QUOTED TEXT
— BEGIN —

Of course, the top CEO earners also earn much of their compensation through investment gains, thanks to their ownership of company stock. GMI reported that base salary rose just slightly more than 2 percent in 2010, on average, only a little better than the 1.8 percent increase in 2009. In the case of McKesson’s Hammergren, for example, $112 million, or almost 80 percent of the number one CEO earner’s total 2010 compensation came from exercising 3.3 million stock options.

Verisk Analytics’ Frank Coyne, who ranked fourth with a little more than $69 million in total realized compensation, received all but $4 million of that by exercising more than 2.5 million options. Vornado Realty Trust’s Michael Fascitelli exercise of options and vesting of restricted stock made him a total of $63 million, or 98 percent of his total realized compensation in 2010.

Not surprisingly, the CEO in the top-10 whose compensation most closely resembles that of hedge fund managers is Gabelli, the legendary investment manager. GMI points out that in the past four years alone, Gabelli earned more than $217 million in what it calls “all other compensation.” This includes fees paid for his services as portfolio manager, incentive management fees, and other variable remuneration, in other words, hedge fund-type of compensation. GMI stresses he does not collect the typical pay elements other CEOs generally receive—salary, stock, and bonuses.

Also not surprisingly, since the beginning of 2000, Gabelli’s stock has nearly tripled. If only the 99 percent could sell more stock.

— END —

A data block
— BEGIN —

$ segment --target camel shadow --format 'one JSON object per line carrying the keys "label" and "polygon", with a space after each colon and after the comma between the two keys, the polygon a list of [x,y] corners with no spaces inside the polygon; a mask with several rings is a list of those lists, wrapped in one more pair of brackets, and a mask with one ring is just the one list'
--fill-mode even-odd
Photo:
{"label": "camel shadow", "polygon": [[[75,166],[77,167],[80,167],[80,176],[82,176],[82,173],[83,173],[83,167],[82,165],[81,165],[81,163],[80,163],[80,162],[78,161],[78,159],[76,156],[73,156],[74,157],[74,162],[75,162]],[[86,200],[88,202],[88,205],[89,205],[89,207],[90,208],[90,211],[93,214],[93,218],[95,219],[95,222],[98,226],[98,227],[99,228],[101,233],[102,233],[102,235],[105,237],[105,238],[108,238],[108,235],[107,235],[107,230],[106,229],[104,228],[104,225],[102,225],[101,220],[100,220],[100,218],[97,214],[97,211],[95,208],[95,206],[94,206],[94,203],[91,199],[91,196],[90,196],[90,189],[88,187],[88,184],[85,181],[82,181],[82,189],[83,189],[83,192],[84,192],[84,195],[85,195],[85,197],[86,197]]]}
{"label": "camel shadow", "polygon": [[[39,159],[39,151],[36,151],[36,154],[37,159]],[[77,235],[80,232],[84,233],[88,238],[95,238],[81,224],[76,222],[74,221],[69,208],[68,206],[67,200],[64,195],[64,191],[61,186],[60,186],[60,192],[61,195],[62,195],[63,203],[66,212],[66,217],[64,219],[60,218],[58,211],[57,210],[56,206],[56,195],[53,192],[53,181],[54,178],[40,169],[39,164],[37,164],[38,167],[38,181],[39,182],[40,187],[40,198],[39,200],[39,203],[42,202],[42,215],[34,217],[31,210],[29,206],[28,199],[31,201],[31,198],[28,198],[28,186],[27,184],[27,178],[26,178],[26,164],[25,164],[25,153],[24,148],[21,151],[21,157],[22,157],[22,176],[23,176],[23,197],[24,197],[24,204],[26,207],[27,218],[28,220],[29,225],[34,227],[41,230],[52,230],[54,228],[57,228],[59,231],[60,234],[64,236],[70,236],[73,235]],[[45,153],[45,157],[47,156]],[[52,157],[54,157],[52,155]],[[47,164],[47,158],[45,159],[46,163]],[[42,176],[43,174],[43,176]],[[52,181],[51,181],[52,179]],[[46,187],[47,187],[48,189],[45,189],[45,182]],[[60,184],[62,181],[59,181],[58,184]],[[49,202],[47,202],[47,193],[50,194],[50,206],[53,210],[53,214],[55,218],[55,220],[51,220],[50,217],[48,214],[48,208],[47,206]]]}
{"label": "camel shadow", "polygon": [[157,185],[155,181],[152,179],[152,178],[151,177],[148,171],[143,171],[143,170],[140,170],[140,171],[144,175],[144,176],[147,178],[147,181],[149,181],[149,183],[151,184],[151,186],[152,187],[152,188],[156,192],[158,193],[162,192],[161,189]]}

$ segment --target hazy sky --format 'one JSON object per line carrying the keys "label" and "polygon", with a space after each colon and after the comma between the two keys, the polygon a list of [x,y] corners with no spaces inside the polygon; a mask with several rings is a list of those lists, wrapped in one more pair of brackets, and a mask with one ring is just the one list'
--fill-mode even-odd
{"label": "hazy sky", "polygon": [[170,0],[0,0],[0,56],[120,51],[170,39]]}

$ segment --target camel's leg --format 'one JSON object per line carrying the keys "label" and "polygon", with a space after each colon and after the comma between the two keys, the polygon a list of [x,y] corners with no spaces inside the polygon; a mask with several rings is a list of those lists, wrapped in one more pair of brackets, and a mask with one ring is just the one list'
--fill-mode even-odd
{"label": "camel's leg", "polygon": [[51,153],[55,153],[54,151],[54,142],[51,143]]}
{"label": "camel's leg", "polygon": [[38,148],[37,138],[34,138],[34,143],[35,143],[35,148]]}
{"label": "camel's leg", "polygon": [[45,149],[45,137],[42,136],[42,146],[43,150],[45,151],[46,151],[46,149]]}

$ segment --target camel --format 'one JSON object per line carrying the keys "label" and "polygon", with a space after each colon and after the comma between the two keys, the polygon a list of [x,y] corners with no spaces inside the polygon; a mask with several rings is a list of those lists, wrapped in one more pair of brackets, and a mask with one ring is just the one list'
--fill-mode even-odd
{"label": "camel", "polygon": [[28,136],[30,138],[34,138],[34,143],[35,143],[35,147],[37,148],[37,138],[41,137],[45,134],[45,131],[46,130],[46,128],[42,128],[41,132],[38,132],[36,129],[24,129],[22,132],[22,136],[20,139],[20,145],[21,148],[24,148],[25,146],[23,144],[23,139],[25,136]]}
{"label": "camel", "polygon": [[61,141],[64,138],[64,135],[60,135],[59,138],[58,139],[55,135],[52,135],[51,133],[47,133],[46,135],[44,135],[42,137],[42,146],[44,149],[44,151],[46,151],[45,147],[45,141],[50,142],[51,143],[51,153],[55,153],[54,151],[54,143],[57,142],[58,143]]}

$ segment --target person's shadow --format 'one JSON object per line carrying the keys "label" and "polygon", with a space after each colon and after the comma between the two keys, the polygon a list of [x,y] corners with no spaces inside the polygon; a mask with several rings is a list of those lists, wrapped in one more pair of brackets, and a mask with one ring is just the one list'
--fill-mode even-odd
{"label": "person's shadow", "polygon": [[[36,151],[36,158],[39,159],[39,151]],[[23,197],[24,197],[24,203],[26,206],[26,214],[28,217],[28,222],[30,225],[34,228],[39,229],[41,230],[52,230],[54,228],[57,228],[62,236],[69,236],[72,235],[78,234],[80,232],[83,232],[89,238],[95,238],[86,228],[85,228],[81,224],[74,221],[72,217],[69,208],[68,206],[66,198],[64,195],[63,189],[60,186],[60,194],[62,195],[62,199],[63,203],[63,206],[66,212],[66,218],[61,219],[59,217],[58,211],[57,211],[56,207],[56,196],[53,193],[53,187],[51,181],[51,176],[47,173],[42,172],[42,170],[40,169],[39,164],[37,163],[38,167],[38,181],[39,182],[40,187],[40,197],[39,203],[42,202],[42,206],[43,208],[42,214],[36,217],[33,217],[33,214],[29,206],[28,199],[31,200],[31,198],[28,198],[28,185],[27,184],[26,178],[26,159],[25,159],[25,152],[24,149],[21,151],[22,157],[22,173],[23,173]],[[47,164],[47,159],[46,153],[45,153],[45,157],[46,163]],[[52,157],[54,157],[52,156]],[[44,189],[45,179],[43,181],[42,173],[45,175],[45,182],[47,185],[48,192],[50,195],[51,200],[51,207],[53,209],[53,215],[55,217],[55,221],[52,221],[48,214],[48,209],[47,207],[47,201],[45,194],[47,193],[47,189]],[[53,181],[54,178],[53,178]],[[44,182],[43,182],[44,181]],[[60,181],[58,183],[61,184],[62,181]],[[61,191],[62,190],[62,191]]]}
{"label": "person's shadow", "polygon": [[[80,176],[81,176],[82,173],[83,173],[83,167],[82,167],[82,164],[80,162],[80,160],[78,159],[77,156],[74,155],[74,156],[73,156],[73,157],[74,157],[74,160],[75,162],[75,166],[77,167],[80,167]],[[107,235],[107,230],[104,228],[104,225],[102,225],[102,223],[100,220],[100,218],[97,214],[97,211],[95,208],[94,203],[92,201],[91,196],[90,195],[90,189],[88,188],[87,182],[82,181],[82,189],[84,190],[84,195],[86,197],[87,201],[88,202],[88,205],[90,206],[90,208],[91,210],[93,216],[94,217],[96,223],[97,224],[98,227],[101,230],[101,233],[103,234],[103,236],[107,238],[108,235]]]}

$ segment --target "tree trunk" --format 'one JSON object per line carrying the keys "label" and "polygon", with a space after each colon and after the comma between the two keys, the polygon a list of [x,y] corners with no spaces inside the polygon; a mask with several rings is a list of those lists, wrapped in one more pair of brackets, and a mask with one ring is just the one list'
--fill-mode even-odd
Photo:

— END —

EXERCISE TASK
Substitute "third" for "fourth" in the passage on CEO compensation, then write out the part starting with "Verisk Analytics’ Frank" and going on through "compensation in 2010.". The entries have no connection to the passage on CEO compensation.

RESULT
Verisk Analytics’ Frank Coyne, who ranked third with a little more than $69 million in total realized compensation, received all but $4 million of that by exercising more than 2.5 million options. Vornado Realty Trust’s Michael Fascitelli exercise of options and vesting of restricted stock made him a total of $63 million, or 98 percent of his total realized compensation in 2010.